▸ Your instructions
Starting at the line that contains "at the distant", write out every line to the end of the records below exactly, and leave out the pictures.
******************************
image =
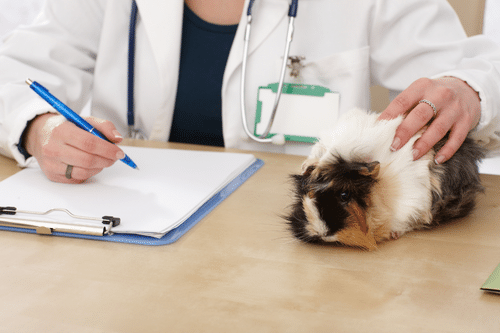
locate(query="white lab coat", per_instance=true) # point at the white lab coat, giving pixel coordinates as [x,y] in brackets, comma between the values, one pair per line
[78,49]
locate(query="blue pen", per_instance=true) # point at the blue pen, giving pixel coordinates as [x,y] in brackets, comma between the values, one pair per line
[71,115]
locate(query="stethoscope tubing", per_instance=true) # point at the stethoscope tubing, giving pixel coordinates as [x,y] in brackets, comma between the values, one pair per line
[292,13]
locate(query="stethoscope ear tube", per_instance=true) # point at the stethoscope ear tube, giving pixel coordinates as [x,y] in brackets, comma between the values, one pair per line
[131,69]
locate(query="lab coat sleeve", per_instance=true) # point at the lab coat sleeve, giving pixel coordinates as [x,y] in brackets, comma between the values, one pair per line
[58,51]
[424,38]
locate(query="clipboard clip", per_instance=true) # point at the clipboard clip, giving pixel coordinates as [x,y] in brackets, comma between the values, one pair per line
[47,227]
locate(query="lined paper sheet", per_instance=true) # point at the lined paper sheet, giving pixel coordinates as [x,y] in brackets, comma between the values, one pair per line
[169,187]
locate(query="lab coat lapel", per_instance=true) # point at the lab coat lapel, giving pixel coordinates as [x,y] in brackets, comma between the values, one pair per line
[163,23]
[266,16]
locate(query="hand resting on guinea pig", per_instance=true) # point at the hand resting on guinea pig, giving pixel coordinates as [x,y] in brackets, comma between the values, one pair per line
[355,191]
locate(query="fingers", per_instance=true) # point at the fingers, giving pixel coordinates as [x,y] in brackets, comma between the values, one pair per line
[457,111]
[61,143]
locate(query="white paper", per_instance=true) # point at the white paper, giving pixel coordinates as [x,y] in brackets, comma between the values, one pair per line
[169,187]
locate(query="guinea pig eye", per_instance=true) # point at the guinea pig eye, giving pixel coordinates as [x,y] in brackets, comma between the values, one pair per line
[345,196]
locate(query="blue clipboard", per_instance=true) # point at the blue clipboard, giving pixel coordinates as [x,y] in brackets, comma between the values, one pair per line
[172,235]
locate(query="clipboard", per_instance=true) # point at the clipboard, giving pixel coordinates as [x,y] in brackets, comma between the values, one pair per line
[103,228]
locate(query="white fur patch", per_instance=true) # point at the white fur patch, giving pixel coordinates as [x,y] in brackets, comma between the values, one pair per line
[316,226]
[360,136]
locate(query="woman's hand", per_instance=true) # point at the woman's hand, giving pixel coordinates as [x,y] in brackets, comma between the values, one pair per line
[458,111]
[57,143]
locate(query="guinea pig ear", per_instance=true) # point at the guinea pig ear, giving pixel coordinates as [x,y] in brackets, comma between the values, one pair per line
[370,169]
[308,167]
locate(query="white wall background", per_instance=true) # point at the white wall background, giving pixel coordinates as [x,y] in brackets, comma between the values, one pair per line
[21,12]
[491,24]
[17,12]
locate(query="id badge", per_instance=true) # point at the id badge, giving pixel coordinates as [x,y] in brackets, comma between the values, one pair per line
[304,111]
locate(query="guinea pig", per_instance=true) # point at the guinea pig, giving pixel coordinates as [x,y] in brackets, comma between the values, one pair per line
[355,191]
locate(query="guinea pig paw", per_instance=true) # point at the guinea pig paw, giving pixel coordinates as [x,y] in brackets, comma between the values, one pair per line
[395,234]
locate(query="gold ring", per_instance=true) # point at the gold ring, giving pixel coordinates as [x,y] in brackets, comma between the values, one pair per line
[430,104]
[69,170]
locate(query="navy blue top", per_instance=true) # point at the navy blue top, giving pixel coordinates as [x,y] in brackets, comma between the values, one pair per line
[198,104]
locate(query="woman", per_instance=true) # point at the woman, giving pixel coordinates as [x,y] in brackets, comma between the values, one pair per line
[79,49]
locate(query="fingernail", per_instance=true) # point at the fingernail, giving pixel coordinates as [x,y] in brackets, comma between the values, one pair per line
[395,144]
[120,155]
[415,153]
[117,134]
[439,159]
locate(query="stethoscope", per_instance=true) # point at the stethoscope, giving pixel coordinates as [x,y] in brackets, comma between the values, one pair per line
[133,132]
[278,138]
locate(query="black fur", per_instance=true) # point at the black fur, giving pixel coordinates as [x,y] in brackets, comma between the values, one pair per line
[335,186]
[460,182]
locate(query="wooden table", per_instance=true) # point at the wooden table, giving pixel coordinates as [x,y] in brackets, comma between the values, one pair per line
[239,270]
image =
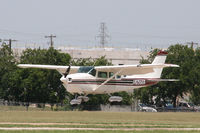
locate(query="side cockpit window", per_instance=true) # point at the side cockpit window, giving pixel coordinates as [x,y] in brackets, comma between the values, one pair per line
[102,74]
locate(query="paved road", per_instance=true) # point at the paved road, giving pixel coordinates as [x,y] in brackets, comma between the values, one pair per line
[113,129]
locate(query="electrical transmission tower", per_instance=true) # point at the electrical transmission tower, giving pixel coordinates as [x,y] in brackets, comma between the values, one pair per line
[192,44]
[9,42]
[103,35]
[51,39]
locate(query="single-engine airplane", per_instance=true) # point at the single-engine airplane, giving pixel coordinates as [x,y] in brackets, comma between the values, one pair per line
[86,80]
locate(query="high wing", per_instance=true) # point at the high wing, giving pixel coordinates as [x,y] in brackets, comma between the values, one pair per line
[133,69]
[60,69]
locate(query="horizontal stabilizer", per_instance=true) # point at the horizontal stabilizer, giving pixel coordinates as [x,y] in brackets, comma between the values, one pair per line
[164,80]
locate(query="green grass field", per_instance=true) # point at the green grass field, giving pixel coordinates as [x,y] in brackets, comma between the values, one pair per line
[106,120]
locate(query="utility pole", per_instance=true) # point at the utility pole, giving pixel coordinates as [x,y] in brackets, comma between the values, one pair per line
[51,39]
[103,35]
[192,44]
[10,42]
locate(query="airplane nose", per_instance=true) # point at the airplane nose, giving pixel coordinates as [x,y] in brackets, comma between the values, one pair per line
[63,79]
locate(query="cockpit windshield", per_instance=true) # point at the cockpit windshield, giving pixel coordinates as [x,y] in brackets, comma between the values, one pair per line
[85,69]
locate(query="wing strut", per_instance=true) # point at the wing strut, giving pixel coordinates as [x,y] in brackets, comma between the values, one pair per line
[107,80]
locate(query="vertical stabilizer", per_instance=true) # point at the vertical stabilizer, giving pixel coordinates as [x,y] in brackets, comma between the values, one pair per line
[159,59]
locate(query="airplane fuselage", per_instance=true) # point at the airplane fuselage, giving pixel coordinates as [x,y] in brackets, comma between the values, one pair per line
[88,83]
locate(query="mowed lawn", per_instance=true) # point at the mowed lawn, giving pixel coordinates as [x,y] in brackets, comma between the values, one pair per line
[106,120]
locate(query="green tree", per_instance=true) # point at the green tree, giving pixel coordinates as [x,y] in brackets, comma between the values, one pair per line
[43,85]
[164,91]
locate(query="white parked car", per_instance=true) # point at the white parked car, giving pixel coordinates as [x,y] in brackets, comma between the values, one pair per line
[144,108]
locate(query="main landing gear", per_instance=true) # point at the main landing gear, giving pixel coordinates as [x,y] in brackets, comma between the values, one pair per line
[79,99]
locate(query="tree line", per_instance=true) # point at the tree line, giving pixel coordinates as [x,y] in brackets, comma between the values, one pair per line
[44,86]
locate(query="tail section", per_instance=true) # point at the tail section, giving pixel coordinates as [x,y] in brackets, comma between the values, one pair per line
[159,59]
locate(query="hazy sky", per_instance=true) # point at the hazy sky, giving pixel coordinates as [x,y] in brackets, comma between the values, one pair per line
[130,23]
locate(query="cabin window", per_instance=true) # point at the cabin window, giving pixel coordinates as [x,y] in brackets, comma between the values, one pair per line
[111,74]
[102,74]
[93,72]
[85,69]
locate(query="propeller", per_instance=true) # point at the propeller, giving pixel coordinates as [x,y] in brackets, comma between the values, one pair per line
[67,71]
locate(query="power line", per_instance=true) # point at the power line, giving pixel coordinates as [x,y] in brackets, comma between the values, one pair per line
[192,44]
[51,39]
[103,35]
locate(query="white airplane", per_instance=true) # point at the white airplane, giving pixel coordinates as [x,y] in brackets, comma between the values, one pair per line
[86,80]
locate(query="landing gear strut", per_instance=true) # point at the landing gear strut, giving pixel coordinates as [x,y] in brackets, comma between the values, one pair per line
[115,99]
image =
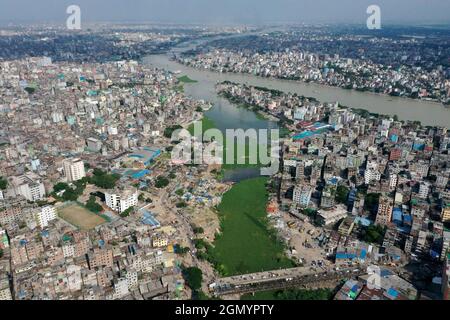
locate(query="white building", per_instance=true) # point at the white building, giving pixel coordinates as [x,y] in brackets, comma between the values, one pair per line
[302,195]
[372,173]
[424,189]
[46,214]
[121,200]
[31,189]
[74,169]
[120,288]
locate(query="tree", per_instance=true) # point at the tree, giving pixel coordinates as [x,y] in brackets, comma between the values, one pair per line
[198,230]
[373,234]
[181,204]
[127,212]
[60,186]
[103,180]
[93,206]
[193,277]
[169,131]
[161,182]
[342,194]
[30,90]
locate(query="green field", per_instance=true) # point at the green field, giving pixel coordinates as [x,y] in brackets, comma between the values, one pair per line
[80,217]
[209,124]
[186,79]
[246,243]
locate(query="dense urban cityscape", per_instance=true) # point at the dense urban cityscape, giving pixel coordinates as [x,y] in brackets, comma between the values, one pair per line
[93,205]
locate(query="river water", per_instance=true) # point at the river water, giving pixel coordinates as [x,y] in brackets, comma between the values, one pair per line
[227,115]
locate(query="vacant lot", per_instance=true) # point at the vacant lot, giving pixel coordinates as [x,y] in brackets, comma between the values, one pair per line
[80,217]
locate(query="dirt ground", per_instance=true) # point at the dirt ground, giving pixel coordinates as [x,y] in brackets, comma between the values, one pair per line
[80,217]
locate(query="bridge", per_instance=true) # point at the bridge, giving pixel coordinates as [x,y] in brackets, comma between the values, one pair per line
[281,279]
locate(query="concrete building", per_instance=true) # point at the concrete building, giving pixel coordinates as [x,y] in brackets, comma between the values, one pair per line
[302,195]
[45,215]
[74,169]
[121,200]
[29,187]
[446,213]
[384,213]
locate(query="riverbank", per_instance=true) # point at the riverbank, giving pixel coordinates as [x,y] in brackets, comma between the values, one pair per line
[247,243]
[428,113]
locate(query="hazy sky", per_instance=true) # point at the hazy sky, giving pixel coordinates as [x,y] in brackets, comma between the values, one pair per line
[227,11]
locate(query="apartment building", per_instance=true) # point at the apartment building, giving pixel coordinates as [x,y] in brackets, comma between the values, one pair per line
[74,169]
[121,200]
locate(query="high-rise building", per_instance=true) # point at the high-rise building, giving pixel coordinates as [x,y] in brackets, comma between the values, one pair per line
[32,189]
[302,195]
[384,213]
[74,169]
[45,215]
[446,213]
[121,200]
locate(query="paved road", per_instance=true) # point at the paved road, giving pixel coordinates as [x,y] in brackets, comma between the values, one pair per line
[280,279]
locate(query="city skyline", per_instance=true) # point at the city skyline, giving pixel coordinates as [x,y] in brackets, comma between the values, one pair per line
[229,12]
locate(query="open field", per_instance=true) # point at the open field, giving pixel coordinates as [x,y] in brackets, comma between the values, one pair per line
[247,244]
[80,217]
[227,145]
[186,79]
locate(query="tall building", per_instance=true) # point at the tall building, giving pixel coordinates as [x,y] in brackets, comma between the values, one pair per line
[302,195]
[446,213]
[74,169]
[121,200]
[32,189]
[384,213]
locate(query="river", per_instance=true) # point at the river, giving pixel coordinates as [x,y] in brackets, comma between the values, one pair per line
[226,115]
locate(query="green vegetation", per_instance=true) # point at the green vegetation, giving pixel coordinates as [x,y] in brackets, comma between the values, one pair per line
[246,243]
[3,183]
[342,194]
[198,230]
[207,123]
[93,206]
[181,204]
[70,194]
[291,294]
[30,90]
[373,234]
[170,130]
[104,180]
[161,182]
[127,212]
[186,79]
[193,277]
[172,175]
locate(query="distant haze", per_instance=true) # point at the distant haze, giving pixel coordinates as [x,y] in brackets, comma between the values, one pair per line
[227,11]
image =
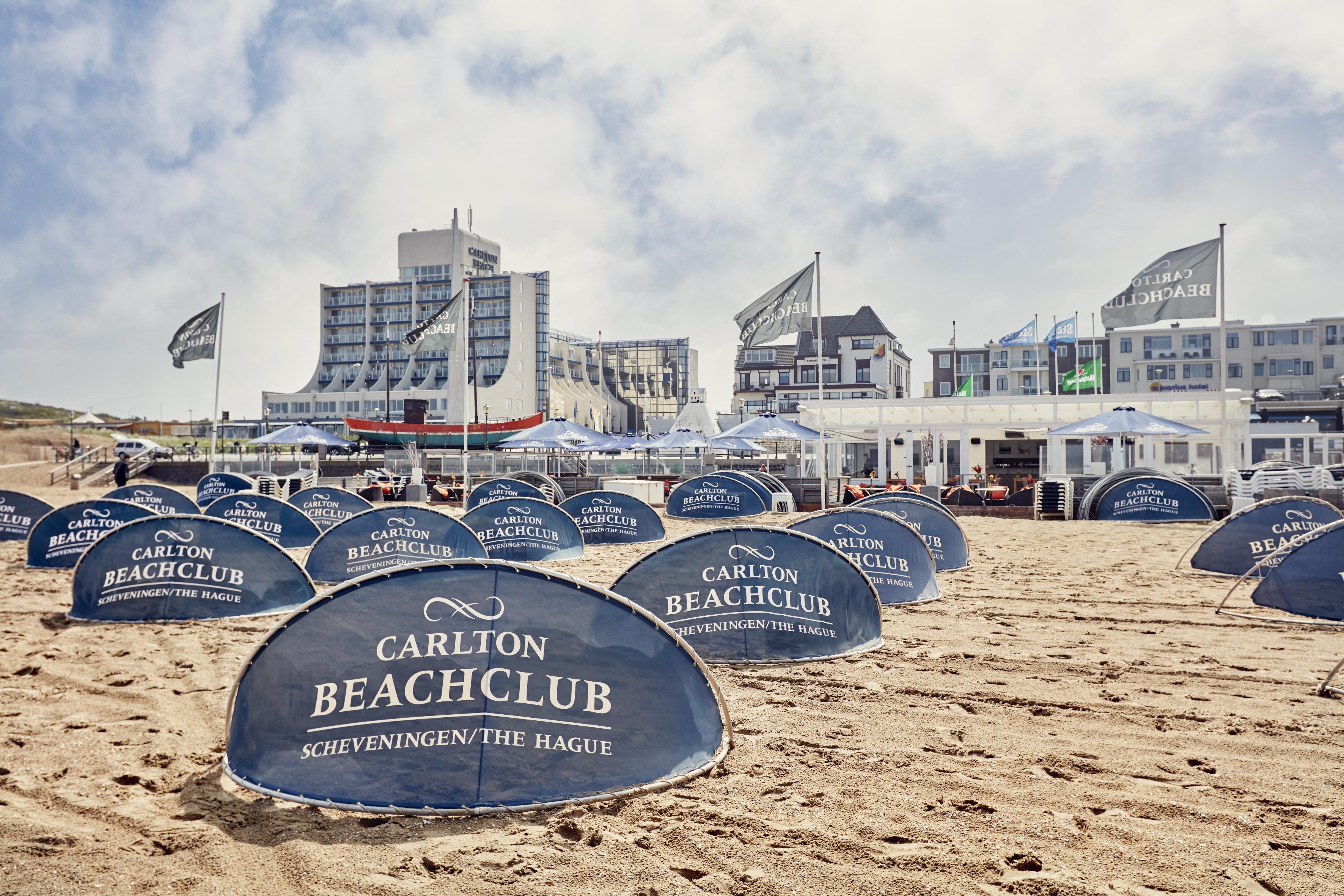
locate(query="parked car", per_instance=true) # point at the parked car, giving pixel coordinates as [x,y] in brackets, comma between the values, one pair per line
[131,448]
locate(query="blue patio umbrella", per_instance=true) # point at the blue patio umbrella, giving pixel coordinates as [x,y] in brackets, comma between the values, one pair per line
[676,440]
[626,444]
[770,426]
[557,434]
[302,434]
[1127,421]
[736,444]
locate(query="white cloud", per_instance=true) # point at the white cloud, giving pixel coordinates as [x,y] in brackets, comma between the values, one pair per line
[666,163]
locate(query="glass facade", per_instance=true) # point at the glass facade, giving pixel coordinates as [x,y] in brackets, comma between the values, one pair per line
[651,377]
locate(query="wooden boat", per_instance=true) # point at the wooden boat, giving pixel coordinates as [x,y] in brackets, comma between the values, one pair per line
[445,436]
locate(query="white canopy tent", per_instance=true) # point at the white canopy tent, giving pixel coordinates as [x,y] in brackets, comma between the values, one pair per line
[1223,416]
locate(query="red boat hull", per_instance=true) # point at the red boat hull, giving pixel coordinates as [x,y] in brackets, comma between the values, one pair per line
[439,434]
******************************
▸ Output of the exercise
locate(query="distant haze", per_instance=true) # point at the distant haze, giving pixel coordinates as [x,y] in brackets, comma between the values, one pair per line
[227,11]
image =
locate(query="parked car", per_instance=true) # point at the parked car, giving pixel coordinates as [x,y] in brackets, comma between the values, one pair per line
[131,448]
locate(query="blue patio umbrella", per_instance=true) # point at the blue patio umbrella, giving pixel coordinates as [x,y] in brackets, comma between the values, one pair per line
[676,440]
[626,444]
[770,426]
[557,434]
[302,434]
[1127,421]
[736,444]
locate(query="white cloud", per_instance=true) # point at the white cloud, giving pixel coordinates as [x,y] in brackets, comma between the values, one pair per line
[666,163]
locate(query="glass facade", per_instance=true) # point at the glass facade, giving pixel coordinates as [x,y] in brackets, comma between the values, one pair per line
[651,377]
locate(query="wooden boat", per_instance=true) # point at the wooden boat, giving pixel coordinates as [x,y] in brackets, comma between the values, one pair per line
[445,436]
locate(query="white canopy tent", per_instance=true) # point at the white canopy tent, giving pixel coordinates as [x,y] in brackets, comma between the values, one pair per line
[1223,416]
locate(query="red boat hull", per_instance=true) # point at the red boat hull, giving pixel coordinates as [x,y] in brackets, comma between the values, one pair per line
[439,434]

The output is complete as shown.